▶ _O que fazer_: Segundo o texto sobre o livro do Papa Francisco, quais são as necessidades básicas de vida a que as economias devem dar acesso a todos?

▶ _Texto em estudo_:

##########

21 de junho de 2021 9:35 por Marcos Berillo
No início do mês de dezembro do corrente ano, a Editora Intrínseca lançou o novo livro do Papa Francisco: “Vamos sonhar juntos” (VSJ) . São reflexões que foram escritas durante a quarentena e compiladas com o auxílio jornalístico de Austen Ivereigh, um dos bons conhecedores da vida e do pensamento do papa. Revelando-nos, assim, um Francisco farejador inquieto em busca de um sentido embutido na tragédia do coronavírus.
No referido livro tem elementos de uma síntese e de um testamento em que o papa, em uma situação de crise mundial, avalia os sete anos de seu pontificado, marcados pelos três documentos programáticos sobre a evangelização (EG), a criação (LS) e a fraternidade universal da humanidade (FT). O papa adverte: O caminho de volta está fechado. Está fechada “a falsa segurança das estruturas políticas e econômicas de antes da crise. Precisamos de economias que permitam a todos o acesso aos frutos da Criação, às necessidades básicas de vida: terra, teto e trabalho (p. 139-144). Devemos reduzir a velocidade, tomar consciência e desenhar maneiras melhores de conviver neste mundo” (p. 12). Como vamos sair dessa crise e caminhar para um futuro melhor?

##########

▶ _Conjunto de dados_:
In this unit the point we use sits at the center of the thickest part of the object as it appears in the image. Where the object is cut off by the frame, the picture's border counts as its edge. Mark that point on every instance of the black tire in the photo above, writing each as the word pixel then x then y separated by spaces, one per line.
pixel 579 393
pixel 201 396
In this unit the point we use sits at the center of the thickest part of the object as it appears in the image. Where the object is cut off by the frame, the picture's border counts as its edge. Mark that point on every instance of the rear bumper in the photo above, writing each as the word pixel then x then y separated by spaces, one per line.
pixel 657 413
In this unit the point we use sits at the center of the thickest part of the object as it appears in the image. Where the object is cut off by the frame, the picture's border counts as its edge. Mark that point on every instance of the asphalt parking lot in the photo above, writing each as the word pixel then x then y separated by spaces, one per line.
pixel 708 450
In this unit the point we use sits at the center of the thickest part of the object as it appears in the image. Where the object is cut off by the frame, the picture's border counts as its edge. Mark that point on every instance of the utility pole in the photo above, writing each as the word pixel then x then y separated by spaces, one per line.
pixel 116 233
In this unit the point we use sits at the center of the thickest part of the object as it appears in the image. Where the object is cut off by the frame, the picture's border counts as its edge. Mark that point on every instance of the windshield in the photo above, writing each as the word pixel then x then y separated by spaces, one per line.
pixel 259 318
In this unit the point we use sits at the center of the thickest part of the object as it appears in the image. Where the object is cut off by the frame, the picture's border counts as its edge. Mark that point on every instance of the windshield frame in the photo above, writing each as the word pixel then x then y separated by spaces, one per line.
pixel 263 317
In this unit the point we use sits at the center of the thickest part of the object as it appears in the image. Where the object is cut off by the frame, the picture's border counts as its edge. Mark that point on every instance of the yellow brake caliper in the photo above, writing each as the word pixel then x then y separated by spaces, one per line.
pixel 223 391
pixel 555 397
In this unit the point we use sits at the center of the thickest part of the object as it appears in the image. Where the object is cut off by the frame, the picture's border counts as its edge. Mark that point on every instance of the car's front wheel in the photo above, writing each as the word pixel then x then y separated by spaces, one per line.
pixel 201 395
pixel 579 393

##########

▶ _Resposta esperada_: Terra, teto e trabalho.